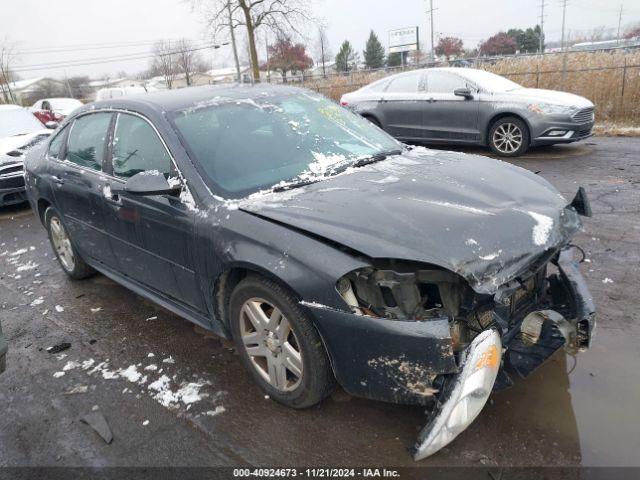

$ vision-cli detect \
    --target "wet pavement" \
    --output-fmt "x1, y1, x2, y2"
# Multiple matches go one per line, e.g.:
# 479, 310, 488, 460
0, 138, 640, 467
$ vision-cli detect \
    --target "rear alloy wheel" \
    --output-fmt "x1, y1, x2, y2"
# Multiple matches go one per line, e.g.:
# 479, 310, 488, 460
489, 117, 529, 157
44, 207, 95, 280
229, 275, 335, 408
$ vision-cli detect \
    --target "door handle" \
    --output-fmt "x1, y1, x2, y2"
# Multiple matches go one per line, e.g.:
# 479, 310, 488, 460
102, 183, 122, 205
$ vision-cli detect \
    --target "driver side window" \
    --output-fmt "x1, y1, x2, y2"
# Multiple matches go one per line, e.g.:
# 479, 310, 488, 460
427, 72, 467, 93
111, 113, 171, 178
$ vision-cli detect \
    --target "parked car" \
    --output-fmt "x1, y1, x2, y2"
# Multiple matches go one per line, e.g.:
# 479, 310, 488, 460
96, 87, 148, 102
25, 85, 595, 458
31, 98, 82, 125
341, 68, 595, 157
0, 105, 51, 207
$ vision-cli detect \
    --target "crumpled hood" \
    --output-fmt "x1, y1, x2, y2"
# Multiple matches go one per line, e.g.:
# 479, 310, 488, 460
240, 147, 580, 293
497, 88, 593, 108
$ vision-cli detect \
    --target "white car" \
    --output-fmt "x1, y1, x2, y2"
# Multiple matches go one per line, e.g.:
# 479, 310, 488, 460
96, 87, 148, 102
29, 98, 83, 123
0, 105, 52, 207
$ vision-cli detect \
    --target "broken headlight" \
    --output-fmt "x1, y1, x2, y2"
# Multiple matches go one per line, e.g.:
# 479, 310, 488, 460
336, 261, 463, 320
414, 329, 502, 460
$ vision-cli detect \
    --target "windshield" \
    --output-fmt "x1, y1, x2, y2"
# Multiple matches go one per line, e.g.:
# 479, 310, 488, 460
173, 93, 401, 198
0, 108, 44, 138
456, 69, 522, 93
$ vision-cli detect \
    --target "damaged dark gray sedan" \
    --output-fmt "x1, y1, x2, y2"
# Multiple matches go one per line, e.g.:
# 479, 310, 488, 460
25, 86, 595, 459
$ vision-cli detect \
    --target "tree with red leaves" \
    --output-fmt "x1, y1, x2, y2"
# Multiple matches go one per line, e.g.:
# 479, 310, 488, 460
624, 25, 640, 40
480, 32, 518, 55
263, 37, 313, 83
436, 37, 464, 60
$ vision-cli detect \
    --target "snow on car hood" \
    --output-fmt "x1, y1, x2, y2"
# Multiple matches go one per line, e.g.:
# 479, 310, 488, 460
0, 130, 52, 162
496, 88, 593, 108
239, 148, 581, 293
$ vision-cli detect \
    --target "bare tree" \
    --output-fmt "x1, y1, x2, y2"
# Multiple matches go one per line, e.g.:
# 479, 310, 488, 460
196, 0, 310, 82
317, 25, 333, 78
0, 41, 16, 103
175, 38, 203, 87
151, 40, 180, 89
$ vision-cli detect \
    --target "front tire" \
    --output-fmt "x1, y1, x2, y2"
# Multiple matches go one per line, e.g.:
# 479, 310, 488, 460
44, 207, 95, 280
489, 117, 530, 157
229, 275, 335, 409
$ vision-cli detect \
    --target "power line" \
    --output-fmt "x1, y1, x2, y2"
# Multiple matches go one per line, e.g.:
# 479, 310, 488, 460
12, 42, 228, 72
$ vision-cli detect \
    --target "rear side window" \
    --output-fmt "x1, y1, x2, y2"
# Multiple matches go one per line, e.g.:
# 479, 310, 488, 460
67, 113, 112, 171
387, 73, 422, 93
49, 127, 67, 160
112, 113, 171, 178
427, 72, 467, 93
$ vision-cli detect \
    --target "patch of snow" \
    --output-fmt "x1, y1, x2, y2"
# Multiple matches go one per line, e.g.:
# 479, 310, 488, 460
204, 405, 227, 417
29, 297, 44, 307
525, 211, 553, 246
409, 198, 495, 216
367, 175, 400, 185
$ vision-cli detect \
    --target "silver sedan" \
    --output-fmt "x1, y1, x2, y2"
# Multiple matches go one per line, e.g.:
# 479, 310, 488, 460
341, 68, 595, 157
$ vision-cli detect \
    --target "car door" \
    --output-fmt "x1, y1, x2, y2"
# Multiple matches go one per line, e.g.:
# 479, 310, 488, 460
47, 112, 115, 266
379, 71, 426, 140
423, 70, 480, 143
105, 113, 205, 311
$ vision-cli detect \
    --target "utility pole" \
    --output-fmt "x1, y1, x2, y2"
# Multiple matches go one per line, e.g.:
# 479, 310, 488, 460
616, 4, 622, 45
227, 1, 241, 83
560, 0, 567, 51
429, 0, 436, 62
562, 0, 567, 90
538, 0, 544, 53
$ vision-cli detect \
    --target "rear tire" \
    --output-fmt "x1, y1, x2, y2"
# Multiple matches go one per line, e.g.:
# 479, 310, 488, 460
489, 117, 530, 157
229, 275, 335, 409
44, 207, 96, 280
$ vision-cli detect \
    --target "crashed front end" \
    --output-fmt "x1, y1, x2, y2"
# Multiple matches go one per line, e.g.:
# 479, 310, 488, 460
304, 203, 595, 460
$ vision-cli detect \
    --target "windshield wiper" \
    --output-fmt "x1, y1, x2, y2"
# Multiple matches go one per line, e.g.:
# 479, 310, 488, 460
271, 178, 322, 192
351, 149, 402, 168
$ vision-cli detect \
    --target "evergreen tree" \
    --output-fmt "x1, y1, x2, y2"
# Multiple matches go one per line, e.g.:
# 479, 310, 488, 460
336, 40, 360, 72
362, 30, 384, 69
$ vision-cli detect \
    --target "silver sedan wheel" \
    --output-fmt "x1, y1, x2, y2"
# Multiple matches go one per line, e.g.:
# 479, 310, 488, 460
493, 123, 522, 153
49, 217, 76, 272
240, 298, 303, 392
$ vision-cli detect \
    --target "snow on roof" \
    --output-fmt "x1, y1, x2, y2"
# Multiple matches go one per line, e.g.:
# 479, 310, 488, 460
10, 77, 62, 90
0, 104, 22, 111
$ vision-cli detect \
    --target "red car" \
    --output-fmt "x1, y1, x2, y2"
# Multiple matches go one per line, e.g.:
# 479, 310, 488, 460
30, 98, 82, 125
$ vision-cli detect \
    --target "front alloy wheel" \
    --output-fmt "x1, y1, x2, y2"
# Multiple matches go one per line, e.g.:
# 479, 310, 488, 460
489, 117, 529, 157
240, 298, 304, 392
228, 274, 335, 408
44, 207, 95, 280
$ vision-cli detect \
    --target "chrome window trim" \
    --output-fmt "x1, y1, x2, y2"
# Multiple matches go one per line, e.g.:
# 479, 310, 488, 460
46, 108, 197, 205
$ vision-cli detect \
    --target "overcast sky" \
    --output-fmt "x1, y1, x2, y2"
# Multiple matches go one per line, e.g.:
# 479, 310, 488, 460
0, 0, 640, 79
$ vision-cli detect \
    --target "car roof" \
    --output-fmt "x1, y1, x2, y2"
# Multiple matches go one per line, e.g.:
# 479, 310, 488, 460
0, 104, 24, 110
84, 83, 306, 113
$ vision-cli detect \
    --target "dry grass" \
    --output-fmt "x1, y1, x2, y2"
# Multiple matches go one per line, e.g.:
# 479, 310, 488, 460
298, 51, 640, 127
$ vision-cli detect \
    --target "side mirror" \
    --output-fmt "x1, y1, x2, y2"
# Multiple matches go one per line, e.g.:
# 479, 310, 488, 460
453, 88, 473, 100
111, 170, 182, 196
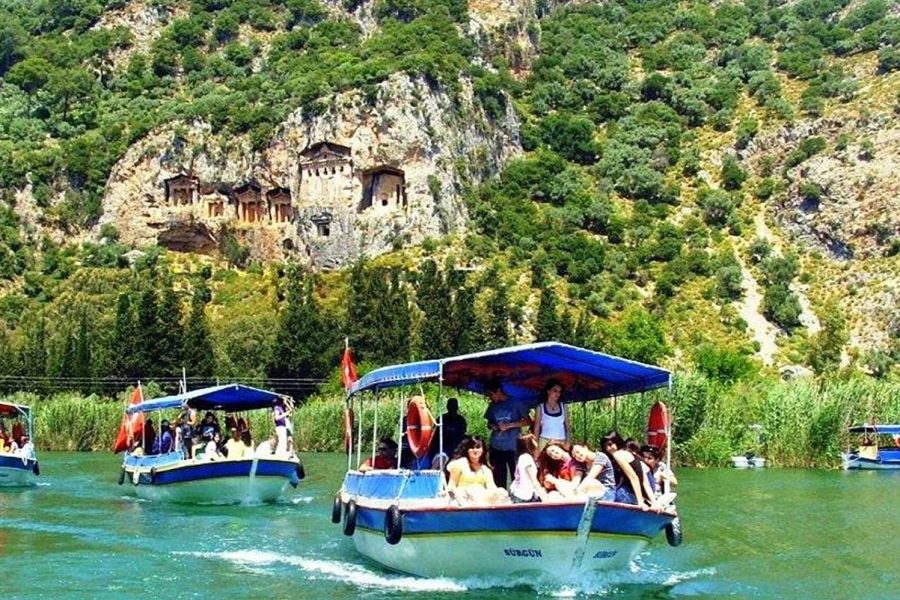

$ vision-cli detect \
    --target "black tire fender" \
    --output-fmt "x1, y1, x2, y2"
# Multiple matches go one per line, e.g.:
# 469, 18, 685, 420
384, 504, 403, 546
331, 494, 344, 523
344, 500, 356, 536
666, 517, 684, 548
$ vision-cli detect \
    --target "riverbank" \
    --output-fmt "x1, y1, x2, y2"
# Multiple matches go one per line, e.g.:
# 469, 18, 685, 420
6, 375, 900, 468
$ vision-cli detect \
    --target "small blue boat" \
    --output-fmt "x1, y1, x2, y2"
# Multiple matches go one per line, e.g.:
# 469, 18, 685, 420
332, 342, 681, 582
0, 402, 41, 487
119, 384, 304, 504
844, 424, 900, 471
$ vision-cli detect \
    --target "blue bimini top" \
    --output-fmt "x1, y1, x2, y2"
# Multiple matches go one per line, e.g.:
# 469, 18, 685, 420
348, 342, 671, 403
125, 383, 284, 414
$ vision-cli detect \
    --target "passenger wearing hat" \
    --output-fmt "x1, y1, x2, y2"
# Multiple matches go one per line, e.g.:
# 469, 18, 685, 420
153, 419, 175, 454
225, 427, 249, 460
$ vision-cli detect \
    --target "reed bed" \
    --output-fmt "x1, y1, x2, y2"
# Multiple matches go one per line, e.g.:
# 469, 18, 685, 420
6, 374, 900, 468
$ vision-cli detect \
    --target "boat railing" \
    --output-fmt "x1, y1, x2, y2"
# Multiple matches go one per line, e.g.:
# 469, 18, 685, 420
344, 469, 444, 500
125, 450, 185, 469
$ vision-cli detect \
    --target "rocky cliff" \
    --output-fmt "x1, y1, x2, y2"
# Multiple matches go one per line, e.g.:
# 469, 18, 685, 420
95, 75, 521, 268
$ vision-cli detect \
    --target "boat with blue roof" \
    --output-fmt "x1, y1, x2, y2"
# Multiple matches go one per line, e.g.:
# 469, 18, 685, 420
119, 384, 304, 504
843, 424, 900, 471
0, 402, 41, 487
332, 342, 681, 581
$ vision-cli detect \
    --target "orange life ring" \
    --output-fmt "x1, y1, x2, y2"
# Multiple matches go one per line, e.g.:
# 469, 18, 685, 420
647, 402, 669, 452
406, 396, 435, 458
344, 408, 353, 451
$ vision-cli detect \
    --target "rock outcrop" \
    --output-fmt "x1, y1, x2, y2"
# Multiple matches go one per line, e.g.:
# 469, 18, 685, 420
94, 74, 521, 268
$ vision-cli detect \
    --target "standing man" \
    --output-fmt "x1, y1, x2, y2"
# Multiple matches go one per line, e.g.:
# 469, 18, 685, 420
484, 379, 531, 488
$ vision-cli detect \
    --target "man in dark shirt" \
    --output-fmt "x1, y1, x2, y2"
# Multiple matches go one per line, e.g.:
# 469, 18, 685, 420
433, 398, 468, 456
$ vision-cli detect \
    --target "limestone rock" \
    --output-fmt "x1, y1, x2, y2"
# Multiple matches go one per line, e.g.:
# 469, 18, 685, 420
94, 74, 521, 268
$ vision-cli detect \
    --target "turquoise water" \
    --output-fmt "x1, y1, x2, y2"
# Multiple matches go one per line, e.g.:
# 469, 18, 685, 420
0, 453, 900, 600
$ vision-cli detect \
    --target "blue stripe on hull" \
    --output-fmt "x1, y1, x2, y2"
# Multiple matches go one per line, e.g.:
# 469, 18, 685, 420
128, 460, 298, 485
356, 503, 674, 539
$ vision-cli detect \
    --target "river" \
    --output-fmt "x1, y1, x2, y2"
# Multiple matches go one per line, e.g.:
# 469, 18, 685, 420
0, 452, 900, 600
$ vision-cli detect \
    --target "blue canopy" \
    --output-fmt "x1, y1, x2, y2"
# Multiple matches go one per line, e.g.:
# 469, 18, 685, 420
850, 423, 900, 435
125, 383, 284, 414
348, 342, 671, 403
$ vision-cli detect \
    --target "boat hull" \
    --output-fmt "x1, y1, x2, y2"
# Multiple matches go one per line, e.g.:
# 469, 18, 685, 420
844, 449, 900, 471
353, 529, 649, 581
122, 459, 302, 504
341, 482, 675, 581
0, 456, 37, 487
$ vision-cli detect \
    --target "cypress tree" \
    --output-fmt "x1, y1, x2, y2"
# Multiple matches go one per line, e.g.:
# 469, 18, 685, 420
153, 277, 183, 377
183, 279, 216, 378
534, 285, 562, 342
109, 292, 141, 379
135, 285, 159, 377
72, 309, 94, 392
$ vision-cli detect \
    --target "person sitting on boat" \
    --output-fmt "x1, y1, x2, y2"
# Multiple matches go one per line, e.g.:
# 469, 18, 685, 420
150, 419, 175, 454
17, 435, 35, 460
359, 437, 397, 473
197, 412, 221, 444
141, 419, 157, 454
537, 442, 581, 500
509, 433, 547, 504
225, 427, 247, 460
600, 431, 649, 510
625, 438, 656, 504
534, 379, 572, 447
256, 431, 278, 458
641, 446, 678, 494
203, 431, 225, 461
447, 436, 509, 504
431, 398, 469, 456
484, 379, 531, 488
572, 444, 616, 502
272, 398, 287, 454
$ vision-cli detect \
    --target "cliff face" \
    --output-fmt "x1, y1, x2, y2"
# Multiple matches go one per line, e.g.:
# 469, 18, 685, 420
95, 75, 521, 268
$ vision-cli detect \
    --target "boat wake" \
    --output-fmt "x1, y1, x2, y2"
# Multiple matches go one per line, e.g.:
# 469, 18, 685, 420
185, 550, 716, 598
178, 550, 467, 592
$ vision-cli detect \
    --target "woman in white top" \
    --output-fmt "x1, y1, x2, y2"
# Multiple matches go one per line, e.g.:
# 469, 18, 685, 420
534, 379, 572, 447
509, 433, 547, 504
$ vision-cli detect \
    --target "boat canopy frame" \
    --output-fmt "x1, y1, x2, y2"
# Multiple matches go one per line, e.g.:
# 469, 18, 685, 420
0, 402, 34, 440
345, 342, 672, 486
125, 383, 288, 414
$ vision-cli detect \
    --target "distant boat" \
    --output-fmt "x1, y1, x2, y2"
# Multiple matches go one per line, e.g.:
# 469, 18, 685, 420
843, 424, 900, 471
0, 402, 41, 487
119, 384, 304, 504
332, 342, 681, 582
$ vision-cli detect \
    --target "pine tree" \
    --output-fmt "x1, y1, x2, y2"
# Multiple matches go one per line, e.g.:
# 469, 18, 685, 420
183, 279, 216, 378
154, 277, 182, 377
534, 281, 561, 342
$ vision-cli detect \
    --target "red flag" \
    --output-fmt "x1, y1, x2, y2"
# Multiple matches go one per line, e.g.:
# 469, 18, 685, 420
341, 347, 359, 390
113, 383, 144, 453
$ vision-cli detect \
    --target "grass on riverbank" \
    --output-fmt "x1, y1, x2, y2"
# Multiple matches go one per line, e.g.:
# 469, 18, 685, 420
7, 375, 900, 467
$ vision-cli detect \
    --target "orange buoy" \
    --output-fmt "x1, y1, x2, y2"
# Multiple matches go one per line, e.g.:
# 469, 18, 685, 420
406, 396, 435, 458
647, 402, 669, 452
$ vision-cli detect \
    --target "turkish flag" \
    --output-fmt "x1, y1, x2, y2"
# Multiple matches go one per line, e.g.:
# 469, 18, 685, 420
341, 348, 359, 390
113, 383, 144, 453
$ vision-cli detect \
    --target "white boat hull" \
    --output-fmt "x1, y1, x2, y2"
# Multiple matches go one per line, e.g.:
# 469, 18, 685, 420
125, 477, 288, 504
353, 529, 648, 582
0, 467, 37, 487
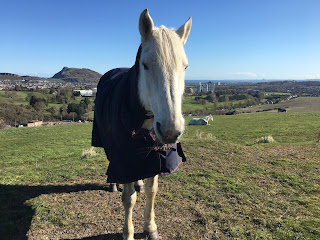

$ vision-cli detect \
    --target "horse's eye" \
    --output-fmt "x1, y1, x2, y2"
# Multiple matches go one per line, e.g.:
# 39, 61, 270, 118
142, 63, 149, 70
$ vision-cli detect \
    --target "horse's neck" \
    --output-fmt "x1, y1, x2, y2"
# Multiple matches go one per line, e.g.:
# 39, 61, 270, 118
142, 118, 154, 130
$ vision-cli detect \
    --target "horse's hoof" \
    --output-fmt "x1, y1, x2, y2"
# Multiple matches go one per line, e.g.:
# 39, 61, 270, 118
143, 231, 160, 240
109, 183, 118, 192
134, 185, 144, 193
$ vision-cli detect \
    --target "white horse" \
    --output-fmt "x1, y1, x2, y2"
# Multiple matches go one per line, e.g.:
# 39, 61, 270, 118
118, 9, 192, 240
188, 114, 213, 125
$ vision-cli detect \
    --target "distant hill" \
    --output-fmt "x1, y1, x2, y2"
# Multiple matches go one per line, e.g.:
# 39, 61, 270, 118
52, 67, 102, 83
0, 73, 40, 80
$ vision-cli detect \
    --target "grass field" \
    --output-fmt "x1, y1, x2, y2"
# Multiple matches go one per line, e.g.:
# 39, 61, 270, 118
0, 112, 320, 240
238, 97, 320, 113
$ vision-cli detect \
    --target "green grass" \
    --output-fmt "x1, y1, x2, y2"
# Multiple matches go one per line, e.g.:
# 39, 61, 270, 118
0, 112, 320, 240
183, 112, 320, 144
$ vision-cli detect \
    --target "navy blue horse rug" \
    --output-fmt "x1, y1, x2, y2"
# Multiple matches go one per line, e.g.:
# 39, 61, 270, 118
92, 46, 186, 183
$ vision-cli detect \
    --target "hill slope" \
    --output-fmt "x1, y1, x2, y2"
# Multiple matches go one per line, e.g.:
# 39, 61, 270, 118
52, 67, 102, 83
0, 112, 320, 240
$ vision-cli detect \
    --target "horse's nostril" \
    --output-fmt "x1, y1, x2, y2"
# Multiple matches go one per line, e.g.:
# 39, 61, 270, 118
156, 122, 164, 137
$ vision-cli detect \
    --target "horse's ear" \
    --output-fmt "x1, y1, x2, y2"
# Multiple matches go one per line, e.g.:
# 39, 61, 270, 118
139, 9, 153, 41
176, 17, 192, 44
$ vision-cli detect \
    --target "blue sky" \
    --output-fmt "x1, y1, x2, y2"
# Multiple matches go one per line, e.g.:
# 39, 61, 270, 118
0, 0, 320, 80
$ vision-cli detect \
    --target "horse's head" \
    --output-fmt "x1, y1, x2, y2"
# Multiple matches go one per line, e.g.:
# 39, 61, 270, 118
139, 9, 191, 143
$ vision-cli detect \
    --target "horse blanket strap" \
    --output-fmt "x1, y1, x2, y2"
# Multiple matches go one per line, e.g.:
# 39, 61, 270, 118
92, 46, 186, 183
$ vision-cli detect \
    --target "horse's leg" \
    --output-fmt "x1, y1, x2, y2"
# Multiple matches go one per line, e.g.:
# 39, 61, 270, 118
109, 183, 119, 192
134, 180, 144, 193
122, 182, 137, 240
143, 175, 159, 240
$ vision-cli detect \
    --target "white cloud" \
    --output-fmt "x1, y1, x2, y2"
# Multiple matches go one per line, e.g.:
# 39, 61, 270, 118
305, 73, 320, 79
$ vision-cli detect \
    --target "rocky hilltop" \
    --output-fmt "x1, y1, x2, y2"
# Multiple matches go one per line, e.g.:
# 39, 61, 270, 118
52, 67, 102, 83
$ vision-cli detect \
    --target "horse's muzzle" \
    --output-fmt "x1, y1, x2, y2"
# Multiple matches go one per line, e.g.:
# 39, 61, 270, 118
156, 122, 182, 143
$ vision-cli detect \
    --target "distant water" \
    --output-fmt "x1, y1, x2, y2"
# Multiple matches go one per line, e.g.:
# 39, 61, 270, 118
185, 80, 268, 83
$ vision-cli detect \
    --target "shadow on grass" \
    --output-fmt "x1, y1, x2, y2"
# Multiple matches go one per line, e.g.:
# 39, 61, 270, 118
0, 184, 121, 239
64, 233, 146, 240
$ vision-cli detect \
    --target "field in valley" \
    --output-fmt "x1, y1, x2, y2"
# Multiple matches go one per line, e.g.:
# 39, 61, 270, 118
0, 107, 320, 240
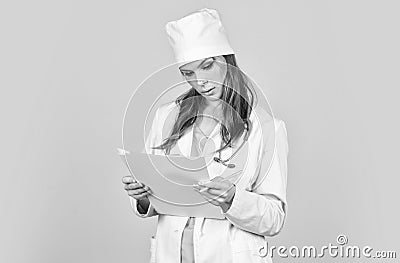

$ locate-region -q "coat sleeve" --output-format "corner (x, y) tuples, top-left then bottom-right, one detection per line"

────────

◆ **What to produce**
Extract every line of the data above that contains the string "rocky", matching case exactly.

◆ **Task answer**
    --target "rocky cliff" \
    --target "rocky hilltop" \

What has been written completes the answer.